- _VORLIEGENDER AUSZUG_
Nord Stream 2: Gefracktes Gas und ideologische Armenspeisung

Oh, welch ein Malheur, ich hab meine Unschuld nicht mehr! Mit den Zeilen eines Gassenhauers aus der großen Weltwirtschaftskrise des letzten Jahrhunderts könnten die politischen Ereignisse unserer Tage ebenfalls bestens karikiert werden. Die jüngste, „fürsorgliche“ Maßnahme des „Verbündeten“ USA gegen das Projekt Nord Stream 2 ist so ein Anlass, der die klaffende Wunde zwischen knallharter Machtpolitik und ideologischer Verpackung auf den hell erleuchteten Seziertisch der Analyse legt. In Anbetracht dessen, was die USA als Ziel verfolgen, gleicht das  alte Narrativ vom Bündnispartner einer ideologischen Armenspeisung.

Um die Faktenlage kurz zu erläutern: Das Projekt Nord Stream 2, durch das russisches Erdgas durch Pipelines in der Ostsee an Deutschland geliefert werden soll, ist technisch kurz vor dem erfolgreichen Abschluss. Russland, respektive die Sowjetunion hat selbst in den sehr angespannten Lagen des Kalten Krieges Energielieferungen nie als Druckmittel genutzt. Die Trennung von Geschäft und ideologisch-politischer Befindlichkeit war immer gewährleistet. Die US-Regierung unterstellt nun gerade dieses und sieht die Unabhängigkeit der Bundesrepublik Deutschland gefährdet. Zudem litte die Ukraine unter der Realisierung des Projektes, da die Transiteinnahmen für Energielieferungen durch die Ukraine entfielen.

[Gespeicherte Einträge aus einer Sammlung]
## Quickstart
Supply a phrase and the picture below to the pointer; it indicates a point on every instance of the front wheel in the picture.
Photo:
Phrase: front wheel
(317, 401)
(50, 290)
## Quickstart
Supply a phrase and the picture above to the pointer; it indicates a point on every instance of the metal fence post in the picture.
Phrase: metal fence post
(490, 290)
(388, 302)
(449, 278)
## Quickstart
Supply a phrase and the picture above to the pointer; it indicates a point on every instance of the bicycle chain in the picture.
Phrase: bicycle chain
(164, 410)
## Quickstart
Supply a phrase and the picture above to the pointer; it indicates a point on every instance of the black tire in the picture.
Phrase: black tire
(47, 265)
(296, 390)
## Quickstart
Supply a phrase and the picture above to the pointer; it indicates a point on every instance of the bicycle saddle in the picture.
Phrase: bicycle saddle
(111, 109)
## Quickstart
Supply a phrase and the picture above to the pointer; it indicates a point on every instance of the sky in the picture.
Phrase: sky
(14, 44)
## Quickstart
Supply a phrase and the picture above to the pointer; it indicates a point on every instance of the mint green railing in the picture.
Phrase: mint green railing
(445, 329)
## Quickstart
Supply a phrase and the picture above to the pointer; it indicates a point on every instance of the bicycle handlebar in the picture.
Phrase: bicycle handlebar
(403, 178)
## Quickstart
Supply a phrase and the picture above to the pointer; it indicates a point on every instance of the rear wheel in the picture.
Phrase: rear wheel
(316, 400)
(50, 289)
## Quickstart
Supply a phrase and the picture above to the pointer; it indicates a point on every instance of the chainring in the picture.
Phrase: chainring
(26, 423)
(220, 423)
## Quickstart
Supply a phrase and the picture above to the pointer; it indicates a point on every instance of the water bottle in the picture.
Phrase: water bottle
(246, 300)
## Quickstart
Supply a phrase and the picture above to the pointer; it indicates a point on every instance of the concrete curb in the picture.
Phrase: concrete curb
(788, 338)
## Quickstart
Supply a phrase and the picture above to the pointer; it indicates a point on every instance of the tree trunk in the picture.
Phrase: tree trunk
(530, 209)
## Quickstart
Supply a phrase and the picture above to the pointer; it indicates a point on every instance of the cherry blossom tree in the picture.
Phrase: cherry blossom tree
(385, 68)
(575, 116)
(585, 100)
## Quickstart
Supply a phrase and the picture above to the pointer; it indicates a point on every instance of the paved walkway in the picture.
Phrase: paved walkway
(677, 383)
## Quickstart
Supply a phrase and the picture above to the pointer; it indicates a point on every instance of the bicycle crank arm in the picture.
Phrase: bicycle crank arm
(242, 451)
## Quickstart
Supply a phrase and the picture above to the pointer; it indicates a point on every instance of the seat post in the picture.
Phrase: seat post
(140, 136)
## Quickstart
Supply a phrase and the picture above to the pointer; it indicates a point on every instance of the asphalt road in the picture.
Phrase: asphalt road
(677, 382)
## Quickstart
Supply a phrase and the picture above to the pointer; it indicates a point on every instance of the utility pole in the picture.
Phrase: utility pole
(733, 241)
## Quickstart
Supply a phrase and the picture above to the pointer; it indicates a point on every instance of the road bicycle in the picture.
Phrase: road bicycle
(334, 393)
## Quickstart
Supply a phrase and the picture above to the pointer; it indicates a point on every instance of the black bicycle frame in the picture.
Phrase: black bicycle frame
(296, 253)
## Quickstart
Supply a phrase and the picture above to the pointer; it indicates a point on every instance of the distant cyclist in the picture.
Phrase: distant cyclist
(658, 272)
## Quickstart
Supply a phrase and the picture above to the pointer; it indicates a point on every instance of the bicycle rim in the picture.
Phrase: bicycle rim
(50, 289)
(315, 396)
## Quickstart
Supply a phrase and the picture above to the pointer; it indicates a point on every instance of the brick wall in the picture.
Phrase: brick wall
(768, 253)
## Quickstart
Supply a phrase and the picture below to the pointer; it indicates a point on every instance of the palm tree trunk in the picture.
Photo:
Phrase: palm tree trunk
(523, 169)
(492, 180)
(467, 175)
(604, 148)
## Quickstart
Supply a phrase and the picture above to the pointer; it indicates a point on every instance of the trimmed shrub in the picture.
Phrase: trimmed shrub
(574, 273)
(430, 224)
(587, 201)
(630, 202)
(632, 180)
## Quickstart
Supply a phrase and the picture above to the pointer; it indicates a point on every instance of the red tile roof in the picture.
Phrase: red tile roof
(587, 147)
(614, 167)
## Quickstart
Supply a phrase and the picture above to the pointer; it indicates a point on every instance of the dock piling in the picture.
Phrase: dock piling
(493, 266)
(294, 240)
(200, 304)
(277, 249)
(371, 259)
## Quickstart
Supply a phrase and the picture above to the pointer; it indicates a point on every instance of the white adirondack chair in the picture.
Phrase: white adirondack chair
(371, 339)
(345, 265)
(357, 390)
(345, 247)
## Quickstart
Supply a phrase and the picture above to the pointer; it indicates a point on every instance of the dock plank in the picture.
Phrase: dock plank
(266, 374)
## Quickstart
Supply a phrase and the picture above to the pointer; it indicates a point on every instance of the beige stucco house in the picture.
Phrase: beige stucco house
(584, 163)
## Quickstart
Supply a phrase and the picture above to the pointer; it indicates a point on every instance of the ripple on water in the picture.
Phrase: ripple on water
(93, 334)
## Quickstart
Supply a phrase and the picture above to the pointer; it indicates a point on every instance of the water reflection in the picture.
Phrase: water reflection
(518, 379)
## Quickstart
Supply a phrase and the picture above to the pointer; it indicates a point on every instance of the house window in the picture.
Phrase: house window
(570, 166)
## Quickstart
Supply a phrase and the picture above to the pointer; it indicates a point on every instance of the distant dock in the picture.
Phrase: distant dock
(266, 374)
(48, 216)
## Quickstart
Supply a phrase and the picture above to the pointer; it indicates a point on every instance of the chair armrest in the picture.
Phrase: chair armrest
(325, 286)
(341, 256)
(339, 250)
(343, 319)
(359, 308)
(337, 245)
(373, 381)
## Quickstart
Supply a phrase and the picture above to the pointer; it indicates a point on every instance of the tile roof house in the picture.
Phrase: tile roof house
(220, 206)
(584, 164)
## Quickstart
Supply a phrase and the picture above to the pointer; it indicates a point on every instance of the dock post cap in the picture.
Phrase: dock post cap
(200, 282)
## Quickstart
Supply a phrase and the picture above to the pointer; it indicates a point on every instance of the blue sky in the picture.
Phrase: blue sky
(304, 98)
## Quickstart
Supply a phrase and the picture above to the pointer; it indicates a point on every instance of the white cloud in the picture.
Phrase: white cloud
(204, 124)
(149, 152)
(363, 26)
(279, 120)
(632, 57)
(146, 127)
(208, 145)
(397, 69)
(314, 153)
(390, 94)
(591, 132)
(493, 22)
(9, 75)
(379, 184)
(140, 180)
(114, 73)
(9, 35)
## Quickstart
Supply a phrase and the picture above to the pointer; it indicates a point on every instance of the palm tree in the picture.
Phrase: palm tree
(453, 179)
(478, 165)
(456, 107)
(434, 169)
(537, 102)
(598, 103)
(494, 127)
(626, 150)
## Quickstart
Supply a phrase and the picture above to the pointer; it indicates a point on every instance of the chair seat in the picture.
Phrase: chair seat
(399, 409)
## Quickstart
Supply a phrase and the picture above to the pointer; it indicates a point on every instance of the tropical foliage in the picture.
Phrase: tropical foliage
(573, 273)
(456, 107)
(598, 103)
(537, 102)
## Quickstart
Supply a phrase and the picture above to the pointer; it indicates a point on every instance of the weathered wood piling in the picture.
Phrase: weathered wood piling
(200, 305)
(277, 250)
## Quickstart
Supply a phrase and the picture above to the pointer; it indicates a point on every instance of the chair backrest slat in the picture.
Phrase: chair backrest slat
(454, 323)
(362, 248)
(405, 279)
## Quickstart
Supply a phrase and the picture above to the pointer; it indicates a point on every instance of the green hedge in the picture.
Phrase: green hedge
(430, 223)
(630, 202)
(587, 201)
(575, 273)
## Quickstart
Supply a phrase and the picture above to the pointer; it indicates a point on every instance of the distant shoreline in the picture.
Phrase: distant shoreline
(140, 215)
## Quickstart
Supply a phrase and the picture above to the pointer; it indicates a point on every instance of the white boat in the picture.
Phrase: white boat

- _AUFGABENSTELLUNG_
Beantworten Sie anhand des Auszugs zu Nord Stream 2 diese Fragen:
(a) Aus welcher Zeit stammt der Gassenhauer, dessen Zeilen zu Beginn zitiert werden?
(b) Wie weit ist das Projekt Nord Stream 2 technisch fortgeschritten?
(c) Welche Einnahmen würden der Ukraine bei Realisierung des Projektes entfallen?
Die Einträge sind eigenständiges Material und stehen in keinem Zusammenhang mit dem Auszug.

- _LÖSUNG_
(a) Aus der großen Weltwirtschaftskrise des letzten Jahrhunderts.
(b) Es ist technisch kurz vor dem erfolgreichen Abschluss.
(c) Die Transiteinnahmen für Energielieferungen durch die Ukraine.